[WORK ORDER] Print the records exactly and in full, please; the pictures stay out.

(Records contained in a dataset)
----------------------------------------

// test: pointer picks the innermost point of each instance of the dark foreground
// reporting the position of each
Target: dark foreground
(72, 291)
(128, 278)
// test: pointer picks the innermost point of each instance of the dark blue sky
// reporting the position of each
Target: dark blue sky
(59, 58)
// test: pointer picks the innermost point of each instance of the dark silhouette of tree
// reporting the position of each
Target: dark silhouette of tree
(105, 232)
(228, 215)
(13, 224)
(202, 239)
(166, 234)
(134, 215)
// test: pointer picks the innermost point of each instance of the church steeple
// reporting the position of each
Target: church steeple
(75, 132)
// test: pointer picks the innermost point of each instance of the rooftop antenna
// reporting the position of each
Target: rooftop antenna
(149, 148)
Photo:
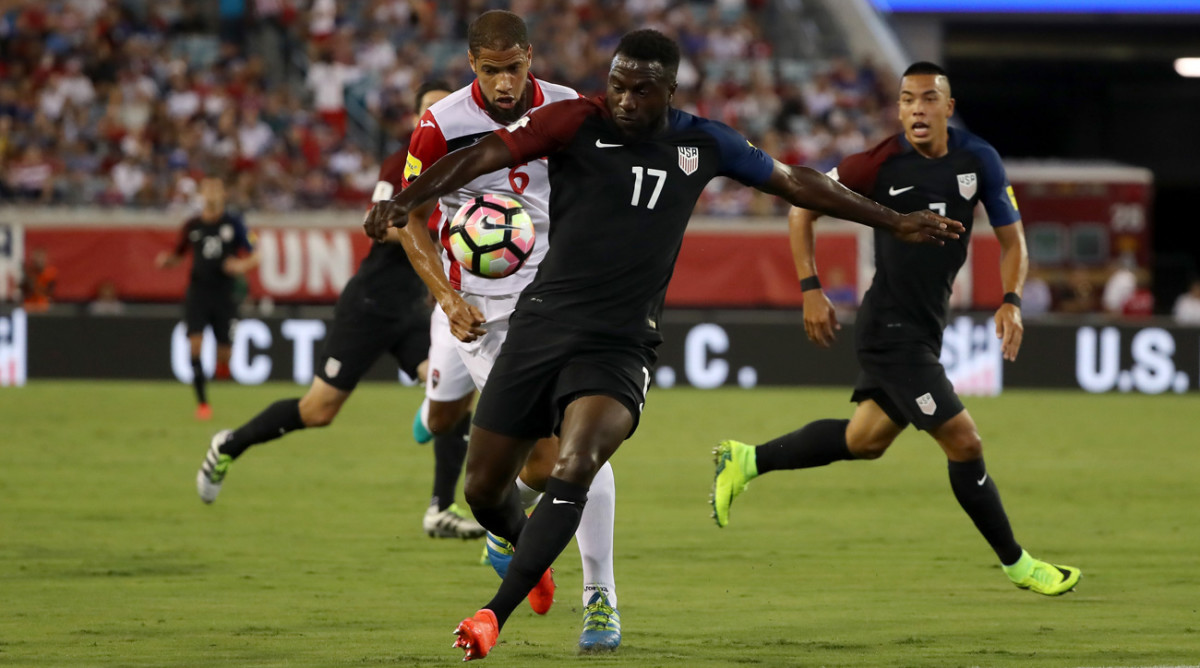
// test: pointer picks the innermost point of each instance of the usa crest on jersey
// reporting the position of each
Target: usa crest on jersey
(967, 185)
(689, 158)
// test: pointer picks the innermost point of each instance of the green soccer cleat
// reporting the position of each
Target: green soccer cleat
(214, 468)
(601, 625)
(1042, 577)
(735, 468)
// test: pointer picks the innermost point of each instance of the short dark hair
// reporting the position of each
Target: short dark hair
(653, 46)
(497, 29)
(430, 86)
(925, 67)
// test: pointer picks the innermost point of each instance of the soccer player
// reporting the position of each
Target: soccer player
(900, 324)
(382, 310)
(221, 252)
(625, 172)
(473, 320)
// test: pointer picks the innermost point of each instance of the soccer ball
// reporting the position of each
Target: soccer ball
(491, 235)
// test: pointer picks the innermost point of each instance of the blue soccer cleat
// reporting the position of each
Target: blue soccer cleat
(499, 554)
(601, 625)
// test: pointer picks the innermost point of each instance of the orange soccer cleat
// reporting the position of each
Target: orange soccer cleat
(543, 595)
(477, 635)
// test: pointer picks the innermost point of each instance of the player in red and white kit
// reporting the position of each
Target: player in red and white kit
(472, 322)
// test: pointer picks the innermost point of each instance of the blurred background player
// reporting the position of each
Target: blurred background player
(382, 310)
(583, 337)
(37, 282)
(899, 329)
(221, 253)
(472, 320)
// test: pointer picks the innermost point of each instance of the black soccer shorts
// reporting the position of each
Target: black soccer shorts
(359, 336)
(910, 385)
(545, 365)
(215, 308)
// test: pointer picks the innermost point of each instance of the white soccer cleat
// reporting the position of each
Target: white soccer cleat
(450, 523)
(214, 468)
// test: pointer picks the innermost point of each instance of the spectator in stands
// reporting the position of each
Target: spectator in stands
(1121, 286)
(328, 79)
(37, 282)
(79, 77)
(1036, 300)
(1079, 295)
(107, 301)
(1187, 306)
(31, 176)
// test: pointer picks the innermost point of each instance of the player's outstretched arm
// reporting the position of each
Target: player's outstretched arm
(426, 260)
(809, 188)
(820, 317)
(1014, 262)
(447, 175)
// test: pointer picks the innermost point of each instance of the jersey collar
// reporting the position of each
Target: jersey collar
(539, 97)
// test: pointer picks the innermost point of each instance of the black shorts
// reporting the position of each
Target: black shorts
(359, 336)
(215, 308)
(545, 365)
(910, 385)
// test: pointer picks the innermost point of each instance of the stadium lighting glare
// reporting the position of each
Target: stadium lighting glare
(1187, 66)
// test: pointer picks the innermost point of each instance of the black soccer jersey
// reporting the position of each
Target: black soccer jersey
(909, 298)
(211, 242)
(385, 282)
(618, 209)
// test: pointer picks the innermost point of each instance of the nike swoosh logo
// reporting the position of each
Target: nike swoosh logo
(489, 224)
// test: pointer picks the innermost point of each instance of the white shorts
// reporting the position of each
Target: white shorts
(447, 379)
(480, 354)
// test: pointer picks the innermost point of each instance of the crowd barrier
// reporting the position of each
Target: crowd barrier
(702, 349)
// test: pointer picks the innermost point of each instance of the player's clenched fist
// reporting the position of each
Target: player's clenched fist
(925, 227)
(384, 215)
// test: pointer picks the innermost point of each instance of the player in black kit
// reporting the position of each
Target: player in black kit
(382, 310)
(899, 328)
(625, 173)
(221, 251)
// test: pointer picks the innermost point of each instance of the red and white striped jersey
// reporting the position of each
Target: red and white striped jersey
(460, 120)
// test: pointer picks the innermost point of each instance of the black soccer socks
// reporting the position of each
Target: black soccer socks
(816, 444)
(545, 536)
(276, 420)
(978, 495)
(449, 452)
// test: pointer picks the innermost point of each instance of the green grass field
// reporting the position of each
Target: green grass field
(313, 555)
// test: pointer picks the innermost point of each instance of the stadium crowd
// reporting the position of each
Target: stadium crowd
(127, 102)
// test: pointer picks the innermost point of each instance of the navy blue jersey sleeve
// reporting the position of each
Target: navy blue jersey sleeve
(240, 236)
(741, 160)
(996, 193)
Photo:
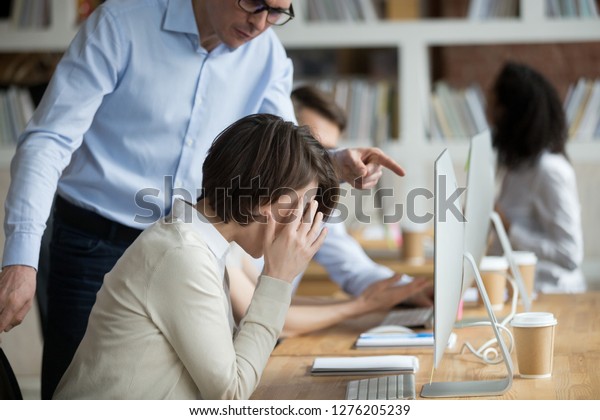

----------------------------------------

[RESULT FOR THIS TASK]
// test: pointer picks the innermost point of each instance of the dark foreground
// reporting the position of each
Target: dark foreground
(72, 291)
(128, 278)
// test: pointer picks the innermost point of each instance of the dark blue sky
// reporting the position of each
Target: dark blue sky
(59, 58)
// test: pointer picks the innermost point of each instance of the dark silhouette of tree
// reporting the position of each
Target: dark silhouette of tree
(105, 232)
(228, 215)
(13, 224)
(202, 239)
(166, 234)
(134, 215)
// test: pointer picks the innermost point of each instance of the church steeple
// reporting the position of each
Target: church steeple
(75, 132)
// test: pointer picks the innermost point of each instance of the rooftop antenna
// reporting the position of each
Target: rooftop antenna
(149, 148)
Photo:
// test: pointer picks the innermost point of each instance of the usa crest on jersey
// reporting the position of each
Target: usa crest on jersey
(967, 185)
(689, 158)
// test: pointer picks the innermost point of each instance of the green soccer cleat
// reporting the position of each
Target: green soccer cleat
(214, 468)
(601, 625)
(1042, 577)
(735, 468)
// test: pointer picks the innermost point of each instance of the short dark hair
// reporting the position of each
Target: short dark hair
(653, 46)
(497, 29)
(430, 86)
(925, 67)
// test: pointer picks the innermost point of each instance of the soccer player
// reporting the position of each
Target: soccer player
(900, 324)
(382, 310)
(221, 252)
(625, 172)
(473, 320)
// test: pointer picks the innermost point of each instance of the soccer ball
// reporting the position of each
Target: soccer ball
(491, 235)
// test: pointer picks the innermost point of each instance of the blue soccer cleat
// reporting the position of each
Target: blue soccer cleat
(499, 554)
(601, 625)
// test: pointer picks the innermost point of each instance of the orange soccer cleat
// reporting the position of each
Target: orange soccer cleat
(543, 595)
(477, 635)
// test: pointer picks the innermost point of each instance of the player in red and white kit
// reporting the position of each
Target: player in red and white kit
(472, 322)
// test: pointer picks the innermost point of each instance of the blurred background player
// reporting the position of each
Target: blurred background player
(382, 310)
(583, 337)
(37, 282)
(899, 329)
(221, 253)
(472, 320)
// test: pointer picks the innermost point of each instance of the black soccer shorts
// reporting the position of each
Target: black soccer shorts
(359, 336)
(910, 385)
(545, 365)
(215, 308)
// test: pointer picks the innermost point of each instance of the white soccer cleat
// reporting the position of each
Target: white soccer cleat
(450, 523)
(214, 468)
// test: pointer picks the innermost point of each instance of the spectator in stands
// reporting the position of each
Target: spectator in stands
(1121, 286)
(328, 79)
(37, 282)
(79, 77)
(1036, 300)
(1079, 295)
(107, 301)
(1187, 306)
(31, 176)
// test: pointer picks the innermost point of each instance of the player's outstretched arm
// reporting the position of each
Target: player's outstretched arm
(426, 260)
(809, 188)
(820, 317)
(1014, 262)
(447, 175)
// test: pointer picks the innermost point of each instance of the jersey collar
// reporting the position of each
Target: jersey collar
(539, 97)
// test: pointer picks the innermost point of each instance of the black shorts
// reporting the position of each
Target: black shorts
(359, 336)
(215, 308)
(545, 365)
(910, 385)
// test: pointer picks the innermost point of each instance of the stadium lighting glare
// reporting the position of each
Target: stadium lighting glare
(1187, 66)
// test: pointer picks the innermost point of each instance of the black soccer jersey
// reporting the position of each
Target: black soccer jersey
(909, 298)
(211, 242)
(385, 282)
(618, 209)
// test: pointer picks the innermost point of each instance of the nike swoosh logo
// reporting the position of each
Target: nike swoosh logo
(489, 224)
// test: pointer picks the innermost point of each instance of the white shorts
// reporting the position of each
Target: white shorts
(447, 379)
(480, 354)
// test: pointer picks the innermost point of each instance of the crowd barrier
// reporting the position of each
Target: crowd barrier
(702, 349)
// test: pointer picks the innermost point of each instance of the player's clenched fist
// reporting the position of each
Target: player's clenched fist
(925, 227)
(384, 215)
// test: pointer picks the innermost point of each instance of the player in black kit
// reporting the position of each
Target: player in black kit
(382, 310)
(899, 328)
(625, 173)
(221, 251)
// test: pointer picks the innermost point of each instance of the red and white striped jersey
// reporting the position of each
Target: red and white striped jersey
(460, 120)
// test: pointer picks the innermost point of each instance of the black soccer socks
// reporting the position of each
Target: black soccer socks
(816, 444)
(545, 536)
(276, 420)
(978, 495)
(449, 452)
// test: pointer picks the innermost point of each instance of the green grass field
// reporting the position of each
Target: green grass field
(313, 555)
// test: pointer picks the innermost point of each instance of the stadium crowd
// reporting the position of each
Target: stadium crowd
(127, 102)
// test: pointer picks the innermost point of each instance of the navy blue jersey sleeve
// reporting the position of each
Target: navy blue jersey sleeve
(240, 236)
(741, 160)
(996, 193)
Photo:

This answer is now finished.